[Collected data]

—————

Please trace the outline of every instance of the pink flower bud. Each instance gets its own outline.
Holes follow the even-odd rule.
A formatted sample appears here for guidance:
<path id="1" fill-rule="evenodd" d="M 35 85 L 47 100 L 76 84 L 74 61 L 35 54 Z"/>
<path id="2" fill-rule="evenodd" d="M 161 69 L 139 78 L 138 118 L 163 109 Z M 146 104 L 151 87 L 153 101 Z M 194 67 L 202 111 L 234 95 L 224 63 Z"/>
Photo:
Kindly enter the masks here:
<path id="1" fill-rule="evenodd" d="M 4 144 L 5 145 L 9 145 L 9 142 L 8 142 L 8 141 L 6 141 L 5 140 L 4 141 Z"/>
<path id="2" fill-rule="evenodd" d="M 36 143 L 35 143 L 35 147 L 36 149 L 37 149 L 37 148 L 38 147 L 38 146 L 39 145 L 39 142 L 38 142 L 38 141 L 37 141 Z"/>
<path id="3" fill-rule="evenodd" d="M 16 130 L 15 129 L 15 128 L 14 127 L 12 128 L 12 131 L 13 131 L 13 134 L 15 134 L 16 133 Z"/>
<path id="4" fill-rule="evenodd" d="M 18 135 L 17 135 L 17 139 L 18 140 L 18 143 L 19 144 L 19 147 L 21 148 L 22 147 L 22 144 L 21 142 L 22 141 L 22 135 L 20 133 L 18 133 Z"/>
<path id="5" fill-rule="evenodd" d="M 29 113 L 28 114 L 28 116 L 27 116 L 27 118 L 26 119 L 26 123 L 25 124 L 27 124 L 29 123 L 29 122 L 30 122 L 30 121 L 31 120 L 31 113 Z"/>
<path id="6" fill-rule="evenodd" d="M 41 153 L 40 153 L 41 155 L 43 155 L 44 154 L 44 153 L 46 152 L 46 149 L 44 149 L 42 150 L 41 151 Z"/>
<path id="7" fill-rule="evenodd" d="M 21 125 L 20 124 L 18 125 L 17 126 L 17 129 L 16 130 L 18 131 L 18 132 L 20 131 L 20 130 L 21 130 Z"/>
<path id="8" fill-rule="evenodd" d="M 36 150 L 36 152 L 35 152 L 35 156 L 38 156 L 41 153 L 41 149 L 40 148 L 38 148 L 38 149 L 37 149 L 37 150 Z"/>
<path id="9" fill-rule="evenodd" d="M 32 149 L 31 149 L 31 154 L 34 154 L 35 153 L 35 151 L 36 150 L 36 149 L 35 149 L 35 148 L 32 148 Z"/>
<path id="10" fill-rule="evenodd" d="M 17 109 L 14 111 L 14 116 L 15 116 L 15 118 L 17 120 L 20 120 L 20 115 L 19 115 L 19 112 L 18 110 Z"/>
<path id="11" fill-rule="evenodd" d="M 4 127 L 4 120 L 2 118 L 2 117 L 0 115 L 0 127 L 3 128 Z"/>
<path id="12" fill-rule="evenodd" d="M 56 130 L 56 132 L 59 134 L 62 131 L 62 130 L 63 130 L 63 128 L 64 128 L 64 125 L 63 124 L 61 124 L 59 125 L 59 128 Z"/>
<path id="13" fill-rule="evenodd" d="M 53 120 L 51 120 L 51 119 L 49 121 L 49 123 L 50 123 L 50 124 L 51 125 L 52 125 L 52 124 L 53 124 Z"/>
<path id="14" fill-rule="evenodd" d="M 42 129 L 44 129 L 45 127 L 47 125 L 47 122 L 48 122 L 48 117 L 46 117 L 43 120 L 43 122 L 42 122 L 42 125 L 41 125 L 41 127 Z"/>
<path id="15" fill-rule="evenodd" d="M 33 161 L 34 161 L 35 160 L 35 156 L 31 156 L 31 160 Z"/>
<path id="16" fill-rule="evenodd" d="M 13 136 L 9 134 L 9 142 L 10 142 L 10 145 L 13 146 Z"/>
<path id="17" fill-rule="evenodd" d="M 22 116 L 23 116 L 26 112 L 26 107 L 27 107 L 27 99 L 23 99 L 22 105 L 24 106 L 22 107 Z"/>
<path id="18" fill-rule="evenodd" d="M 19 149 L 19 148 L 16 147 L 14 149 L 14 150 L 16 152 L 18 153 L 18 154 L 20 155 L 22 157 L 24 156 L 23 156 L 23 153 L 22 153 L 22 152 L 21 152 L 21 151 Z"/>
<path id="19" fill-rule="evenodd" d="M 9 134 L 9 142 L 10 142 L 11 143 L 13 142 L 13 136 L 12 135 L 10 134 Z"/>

—————

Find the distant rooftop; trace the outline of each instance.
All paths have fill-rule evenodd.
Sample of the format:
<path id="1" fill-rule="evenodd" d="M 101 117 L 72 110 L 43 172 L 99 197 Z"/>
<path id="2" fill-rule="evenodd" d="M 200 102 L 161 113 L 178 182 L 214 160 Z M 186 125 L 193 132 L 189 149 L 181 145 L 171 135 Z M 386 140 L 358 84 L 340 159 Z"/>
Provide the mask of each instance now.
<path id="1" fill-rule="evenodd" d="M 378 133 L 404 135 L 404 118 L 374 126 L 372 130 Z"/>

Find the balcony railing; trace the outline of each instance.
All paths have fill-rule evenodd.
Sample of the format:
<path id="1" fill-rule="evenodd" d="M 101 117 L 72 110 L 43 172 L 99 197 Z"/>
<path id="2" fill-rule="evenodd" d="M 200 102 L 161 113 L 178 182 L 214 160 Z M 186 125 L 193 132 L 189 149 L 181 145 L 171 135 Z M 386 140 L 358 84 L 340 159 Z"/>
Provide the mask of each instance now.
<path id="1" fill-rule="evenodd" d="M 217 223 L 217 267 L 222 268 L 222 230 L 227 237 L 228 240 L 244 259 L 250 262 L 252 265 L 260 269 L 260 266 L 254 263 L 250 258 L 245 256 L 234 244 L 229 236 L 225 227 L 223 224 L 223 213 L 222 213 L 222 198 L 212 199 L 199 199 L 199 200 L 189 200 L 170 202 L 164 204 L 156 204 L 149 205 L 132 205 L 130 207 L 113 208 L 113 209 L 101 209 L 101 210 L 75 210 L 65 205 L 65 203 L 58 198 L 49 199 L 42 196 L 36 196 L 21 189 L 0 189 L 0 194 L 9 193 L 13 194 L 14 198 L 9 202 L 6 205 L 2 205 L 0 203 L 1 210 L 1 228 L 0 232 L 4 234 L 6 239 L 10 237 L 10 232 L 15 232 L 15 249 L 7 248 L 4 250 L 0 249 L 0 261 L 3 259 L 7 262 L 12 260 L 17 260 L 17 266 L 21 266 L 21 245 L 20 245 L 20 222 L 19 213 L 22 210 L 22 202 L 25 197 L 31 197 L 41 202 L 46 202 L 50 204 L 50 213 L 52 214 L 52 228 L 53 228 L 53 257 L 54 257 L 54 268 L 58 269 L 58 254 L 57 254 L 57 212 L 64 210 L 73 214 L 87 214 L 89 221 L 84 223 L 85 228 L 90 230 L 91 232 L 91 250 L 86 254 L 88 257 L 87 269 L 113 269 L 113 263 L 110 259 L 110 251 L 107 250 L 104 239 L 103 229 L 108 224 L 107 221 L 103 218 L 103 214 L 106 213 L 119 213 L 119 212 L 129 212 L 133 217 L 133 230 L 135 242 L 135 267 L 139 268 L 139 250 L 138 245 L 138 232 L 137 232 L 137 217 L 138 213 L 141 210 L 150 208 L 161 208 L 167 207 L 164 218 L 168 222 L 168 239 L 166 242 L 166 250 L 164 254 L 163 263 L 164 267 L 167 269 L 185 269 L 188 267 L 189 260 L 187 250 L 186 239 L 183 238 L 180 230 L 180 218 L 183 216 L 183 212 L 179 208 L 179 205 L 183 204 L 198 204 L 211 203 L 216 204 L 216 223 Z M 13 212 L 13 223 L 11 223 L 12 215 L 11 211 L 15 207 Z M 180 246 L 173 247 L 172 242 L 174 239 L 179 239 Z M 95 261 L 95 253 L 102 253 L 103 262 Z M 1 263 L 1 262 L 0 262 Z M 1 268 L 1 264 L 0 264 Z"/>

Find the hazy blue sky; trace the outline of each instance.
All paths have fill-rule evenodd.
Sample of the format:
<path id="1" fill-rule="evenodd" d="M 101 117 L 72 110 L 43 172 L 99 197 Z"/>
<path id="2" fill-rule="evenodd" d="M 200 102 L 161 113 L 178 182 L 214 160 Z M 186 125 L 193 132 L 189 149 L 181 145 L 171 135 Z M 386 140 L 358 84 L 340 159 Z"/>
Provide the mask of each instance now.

—————

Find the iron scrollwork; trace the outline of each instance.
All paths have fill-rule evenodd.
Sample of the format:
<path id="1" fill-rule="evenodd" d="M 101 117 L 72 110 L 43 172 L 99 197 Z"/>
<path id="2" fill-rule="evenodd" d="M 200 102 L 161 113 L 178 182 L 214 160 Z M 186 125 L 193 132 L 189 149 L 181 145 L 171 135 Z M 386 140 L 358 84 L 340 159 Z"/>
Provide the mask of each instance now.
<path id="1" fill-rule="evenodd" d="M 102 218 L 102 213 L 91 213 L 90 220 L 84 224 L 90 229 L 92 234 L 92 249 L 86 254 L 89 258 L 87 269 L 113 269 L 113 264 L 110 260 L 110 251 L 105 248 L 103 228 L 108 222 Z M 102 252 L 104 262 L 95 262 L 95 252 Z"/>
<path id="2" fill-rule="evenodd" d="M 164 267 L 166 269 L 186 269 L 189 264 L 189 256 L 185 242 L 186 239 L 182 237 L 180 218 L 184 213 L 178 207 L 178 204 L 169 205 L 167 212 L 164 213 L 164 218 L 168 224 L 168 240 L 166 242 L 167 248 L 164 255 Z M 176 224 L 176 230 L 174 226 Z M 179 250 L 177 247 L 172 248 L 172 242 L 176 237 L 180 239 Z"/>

—————

- Work to complete
Format the lines from the line with "Please trace the" to the line with "18 135 L 17", both included, as a JSON list of strings with one string per line and blank lines omitted.

- Written answer
[
  "Please trace the outline of every instance of the pink flower bud. Each instance gets its own outline.",
  "Holes follow the even-odd rule.",
  "A formatted sample appears here for guidance:",
  "<path id=\"1\" fill-rule=\"evenodd\" d=\"M 35 85 L 47 100 L 76 84 L 74 61 L 35 54 Z\"/>",
  "<path id=\"2\" fill-rule=\"evenodd\" d=\"M 161 69 L 139 78 L 138 118 L 163 109 Z M 146 104 L 151 87 L 153 101 Z M 194 67 L 202 111 L 234 95 L 224 63 Z\"/>",
  "Photo:",
  "Kindly enter the masks here:",
  "<path id=\"1\" fill-rule=\"evenodd\" d=\"M 4 144 L 5 145 L 9 145 L 9 142 L 8 142 L 8 141 L 6 141 L 5 140 L 4 141 Z\"/>",
  "<path id=\"2\" fill-rule=\"evenodd\" d=\"M 36 143 L 35 143 L 35 147 L 36 149 L 37 149 L 37 148 L 38 147 L 38 146 L 39 145 L 39 142 L 38 142 L 38 141 L 37 141 Z\"/>",
  "<path id=\"3\" fill-rule=\"evenodd\" d=\"M 16 130 L 15 129 L 15 128 L 14 127 L 12 128 L 12 131 L 13 131 L 13 134 L 15 134 L 16 133 Z\"/>",
  "<path id=\"4\" fill-rule=\"evenodd\" d=\"M 18 135 L 17 135 L 17 139 L 18 140 L 18 143 L 19 144 L 19 147 L 21 148 L 22 147 L 22 144 L 21 142 L 22 141 L 22 135 L 20 133 L 18 133 Z\"/>"
]